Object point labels
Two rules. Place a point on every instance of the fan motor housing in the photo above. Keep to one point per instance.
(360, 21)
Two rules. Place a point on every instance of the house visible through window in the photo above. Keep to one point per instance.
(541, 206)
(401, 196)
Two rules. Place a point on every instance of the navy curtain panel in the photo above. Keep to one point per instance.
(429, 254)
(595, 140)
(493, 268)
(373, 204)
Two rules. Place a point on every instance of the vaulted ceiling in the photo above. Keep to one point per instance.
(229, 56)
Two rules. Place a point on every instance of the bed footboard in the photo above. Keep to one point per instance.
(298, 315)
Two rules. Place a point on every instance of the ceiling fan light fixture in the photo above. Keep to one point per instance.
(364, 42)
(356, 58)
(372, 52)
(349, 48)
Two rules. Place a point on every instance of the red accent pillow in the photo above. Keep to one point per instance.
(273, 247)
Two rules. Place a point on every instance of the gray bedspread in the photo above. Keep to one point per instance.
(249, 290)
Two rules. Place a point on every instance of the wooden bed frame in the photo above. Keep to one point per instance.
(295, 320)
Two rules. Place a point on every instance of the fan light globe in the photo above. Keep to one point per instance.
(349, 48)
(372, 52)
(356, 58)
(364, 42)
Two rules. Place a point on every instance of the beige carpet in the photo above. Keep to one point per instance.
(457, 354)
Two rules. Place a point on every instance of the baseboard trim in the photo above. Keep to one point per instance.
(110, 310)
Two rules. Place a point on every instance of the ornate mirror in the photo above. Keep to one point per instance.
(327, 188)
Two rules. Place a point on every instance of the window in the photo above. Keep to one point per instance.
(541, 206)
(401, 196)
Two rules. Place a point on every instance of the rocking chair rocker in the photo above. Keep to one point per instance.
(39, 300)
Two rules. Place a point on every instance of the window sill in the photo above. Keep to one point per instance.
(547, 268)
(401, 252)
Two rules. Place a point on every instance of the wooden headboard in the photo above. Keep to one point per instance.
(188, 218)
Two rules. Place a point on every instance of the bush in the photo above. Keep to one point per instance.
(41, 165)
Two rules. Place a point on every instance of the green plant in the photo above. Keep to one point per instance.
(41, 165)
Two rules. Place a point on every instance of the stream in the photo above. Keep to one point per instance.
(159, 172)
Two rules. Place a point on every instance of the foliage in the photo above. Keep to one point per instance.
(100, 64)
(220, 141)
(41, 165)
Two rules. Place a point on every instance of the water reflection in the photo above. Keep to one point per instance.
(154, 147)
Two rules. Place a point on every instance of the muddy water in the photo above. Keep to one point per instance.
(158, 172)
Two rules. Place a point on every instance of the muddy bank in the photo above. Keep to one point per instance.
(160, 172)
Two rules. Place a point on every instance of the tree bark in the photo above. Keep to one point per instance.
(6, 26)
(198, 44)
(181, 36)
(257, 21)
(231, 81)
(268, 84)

* **What to produce**
Word for word, quote all of the data above.

* **Correct result**
Two rules. Place a point on every instance of the fan motor housing in the photo above. Keep to one point per instance.
(360, 21)
Two rules. Place a point on every instance of the house visible through window in the photo above. Keep to one point per instance.
(541, 206)
(401, 196)
Two rules. Place a point on every instance of the navy curtain panel in the photo above. Keep to one point per instance.
(429, 254)
(595, 140)
(493, 268)
(373, 204)
Two rules. Place a point on every instance of the vaulted ceiling in the photo above. Keep to one point per instance.
(229, 56)
Two rules. Place a point on every instance of the bed footboard in the photo above. Keep to one point per instance.
(298, 315)
Two rules. Place a point on every instance of the ceiling fan light fixture in the photo above. Keep to one point per instance.
(364, 42)
(356, 58)
(372, 52)
(349, 48)
Two rules. Place a point on every instance of the red accent pillow in the photo above. Keep to one point per instance.
(273, 247)
Two rules. Place a point on every instance of the gray bedspread in the photo above. Keep to one point per instance.
(249, 290)
Two rules. Place a point on every instance of the wooden bed frame in the photo above. Keep to one point per instance.
(295, 320)
Two rules. Place a point on every instance of the fan light globe in the photo above. Keep to one point per instance.
(349, 48)
(372, 52)
(356, 58)
(364, 42)
Two rules. Place a point on every instance of the beige carpet in the photo above. Keep to one point per instance.
(457, 354)
Two rules. Place a point on every instance of the baseboard trim in the photo above. Keep to one point per instance.
(110, 310)
Two rules. Place a point on every instance of the ornate mirror in the photo above. Keep to one point per instance.
(327, 188)
Two rules. Place a point on every instance of the window in the photo above. Keep to one point per instance.
(541, 206)
(401, 196)
Two rules. Place a point on every instance of the rocking chair rocker in the photo above. Keep to one point per instance.
(39, 300)
Two rules. Place a point on every instance of the window sill in the photo above. Keep to one point per instance.
(547, 268)
(401, 252)
Two rules. Place a point on every instance of the wooden headboard in the photo above. Keep to one point per instance.
(188, 218)
Two rules. Place a point on every instance of the bush in the photo above. Keep to one point per instance.
(41, 165)
Two rules. Place a point on every instance of the green plant in the photo above. Keep to one point per instance.
(41, 165)
Two rules. Place a point on every instance of the stream in the photo above. Keep to one point per instance.
(159, 172)
Two rules. Place a point on every instance of the foliage in the photo above. Keep to one point per instance.
(100, 64)
(220, 141)
(41, 165)
Two rules. Place a point on every instance of the water reflection in the photo above. Keep to one point per instance.
(154, 147)
Two rules. Place a point on every instance of the muddy water in the photo above. Keep to one point per instance.
(158, 172)
Two rules. Place a point on every instance of the muddy bank in the photo above. Keep to one point per instance.
(160, 172)
Two rules. Place a point on every instance of the tree bark in the photo above. Keep to one point per instance.
(6, 26)
(198, 44)
(181, 36)
(257, 21)
(231, 81)
(268, 84)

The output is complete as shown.